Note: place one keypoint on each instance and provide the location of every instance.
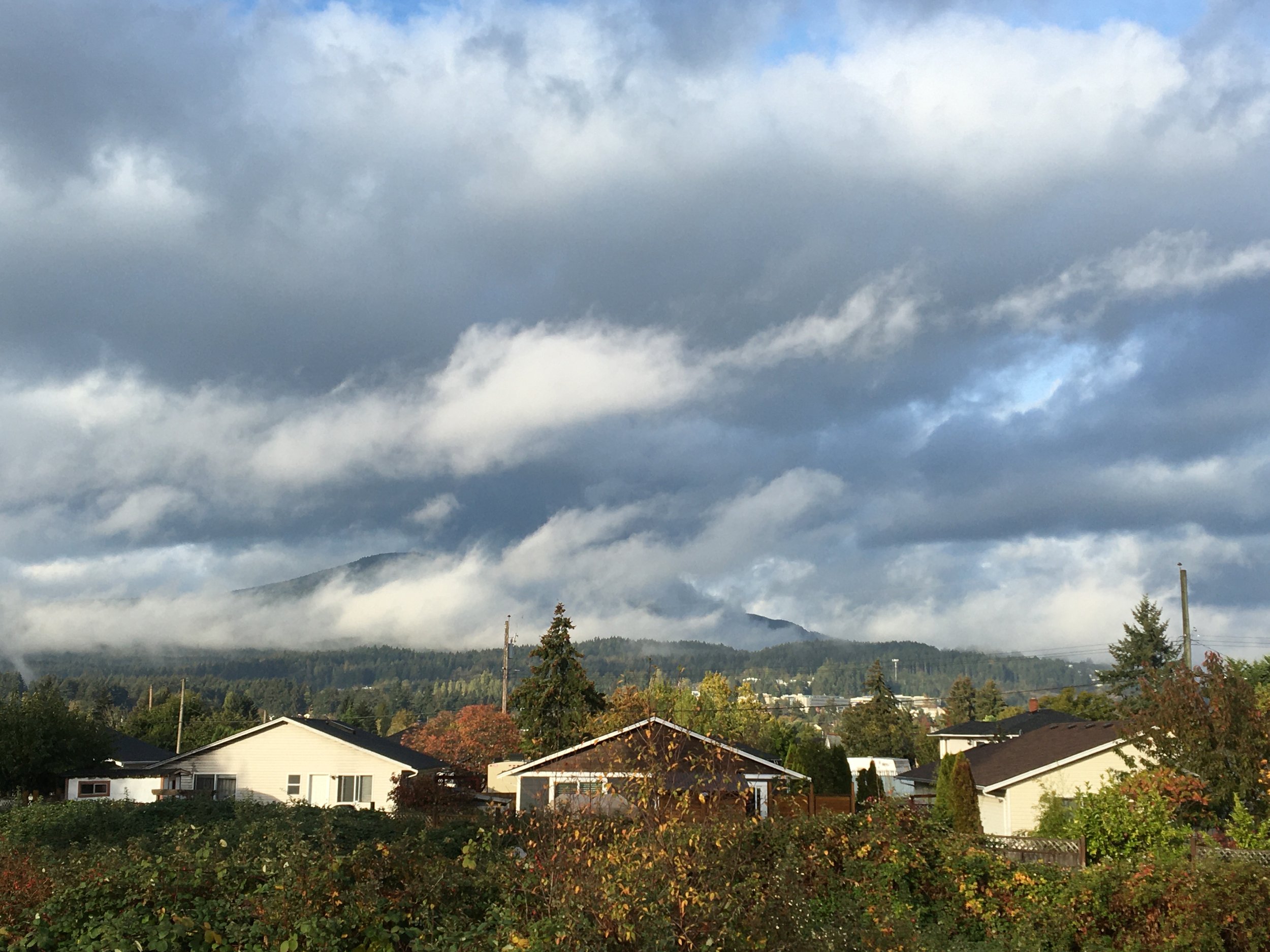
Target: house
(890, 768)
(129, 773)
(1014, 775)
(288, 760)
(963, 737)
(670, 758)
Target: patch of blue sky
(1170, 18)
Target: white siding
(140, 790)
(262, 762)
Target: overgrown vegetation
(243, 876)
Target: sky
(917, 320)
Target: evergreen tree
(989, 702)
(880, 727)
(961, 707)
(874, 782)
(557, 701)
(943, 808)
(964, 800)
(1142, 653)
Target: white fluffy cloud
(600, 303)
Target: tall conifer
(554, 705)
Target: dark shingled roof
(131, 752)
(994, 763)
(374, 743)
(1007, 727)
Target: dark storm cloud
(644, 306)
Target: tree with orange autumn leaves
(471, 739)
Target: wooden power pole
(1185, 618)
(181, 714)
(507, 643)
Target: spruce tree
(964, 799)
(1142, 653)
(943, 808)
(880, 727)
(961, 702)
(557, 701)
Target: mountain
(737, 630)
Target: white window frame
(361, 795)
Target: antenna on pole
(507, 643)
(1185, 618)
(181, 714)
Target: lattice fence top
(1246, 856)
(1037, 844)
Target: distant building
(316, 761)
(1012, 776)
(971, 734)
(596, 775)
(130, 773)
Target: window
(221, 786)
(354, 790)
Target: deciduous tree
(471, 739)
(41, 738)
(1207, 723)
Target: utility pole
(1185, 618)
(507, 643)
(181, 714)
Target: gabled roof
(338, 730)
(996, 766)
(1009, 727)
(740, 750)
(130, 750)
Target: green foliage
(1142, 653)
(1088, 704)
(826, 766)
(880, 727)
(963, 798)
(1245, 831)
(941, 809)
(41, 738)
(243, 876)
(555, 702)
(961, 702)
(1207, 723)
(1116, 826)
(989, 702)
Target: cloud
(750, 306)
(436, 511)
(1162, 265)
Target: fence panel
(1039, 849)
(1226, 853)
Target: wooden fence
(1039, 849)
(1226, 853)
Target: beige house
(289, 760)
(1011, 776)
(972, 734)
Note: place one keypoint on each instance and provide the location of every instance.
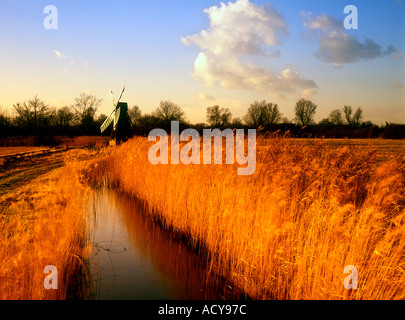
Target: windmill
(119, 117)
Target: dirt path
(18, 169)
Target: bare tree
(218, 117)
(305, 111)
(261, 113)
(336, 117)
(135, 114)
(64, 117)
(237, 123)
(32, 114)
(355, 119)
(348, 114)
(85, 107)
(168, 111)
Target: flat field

•••

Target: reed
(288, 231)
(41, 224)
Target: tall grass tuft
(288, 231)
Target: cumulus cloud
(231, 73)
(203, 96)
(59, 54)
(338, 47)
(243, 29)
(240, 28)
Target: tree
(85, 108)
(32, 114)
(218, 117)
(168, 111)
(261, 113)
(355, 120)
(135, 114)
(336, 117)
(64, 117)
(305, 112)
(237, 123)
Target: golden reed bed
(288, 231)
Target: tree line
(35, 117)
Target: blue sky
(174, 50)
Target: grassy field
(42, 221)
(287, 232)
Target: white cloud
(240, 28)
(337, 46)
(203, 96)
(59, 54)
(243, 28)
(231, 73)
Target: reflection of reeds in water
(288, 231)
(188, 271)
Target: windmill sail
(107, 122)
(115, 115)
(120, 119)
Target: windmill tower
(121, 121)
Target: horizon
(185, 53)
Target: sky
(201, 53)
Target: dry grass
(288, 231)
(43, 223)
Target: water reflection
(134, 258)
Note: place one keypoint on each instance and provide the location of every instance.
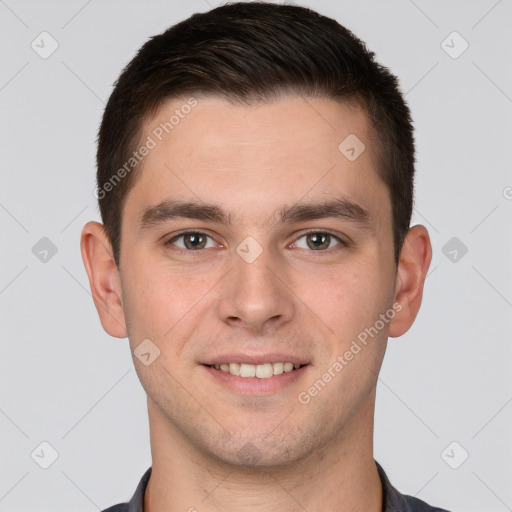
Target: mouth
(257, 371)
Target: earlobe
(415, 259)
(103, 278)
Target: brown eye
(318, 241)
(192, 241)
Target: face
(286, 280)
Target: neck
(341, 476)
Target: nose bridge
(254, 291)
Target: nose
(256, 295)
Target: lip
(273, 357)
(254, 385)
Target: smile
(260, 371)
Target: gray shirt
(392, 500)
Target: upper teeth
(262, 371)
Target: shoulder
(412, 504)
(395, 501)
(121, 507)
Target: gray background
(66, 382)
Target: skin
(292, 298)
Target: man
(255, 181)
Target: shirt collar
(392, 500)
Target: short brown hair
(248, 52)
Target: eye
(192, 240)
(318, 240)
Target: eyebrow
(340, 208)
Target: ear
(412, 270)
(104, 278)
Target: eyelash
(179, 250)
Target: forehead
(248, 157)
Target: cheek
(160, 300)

•••

[Problem statement] Using the entries above, reproduce word for word only the lines from the one that contains "Target: wooden fence" to the one that contains "Target: flat field", both ends included, and drop every picture.

[Output]
Target: wooden fence
(1039, 849)
(1226, 853)
Target: beige house
(289, 760)
(1011, 776)
(972, 734)
Note: place one keypoint on each instance and provide the location of every instance.
Target: windmill
(119, 117)
Target: dirt path
(18, 169)
Target: bare tree
(218, 117)
(305, 111)
(261, 113)
(336, 117)
(135, 114)
(64, 117)
(237, 123)
(32, 114)
(355, 119)
(348, 114)
(85, 107)
(168, 111)
Target: flat field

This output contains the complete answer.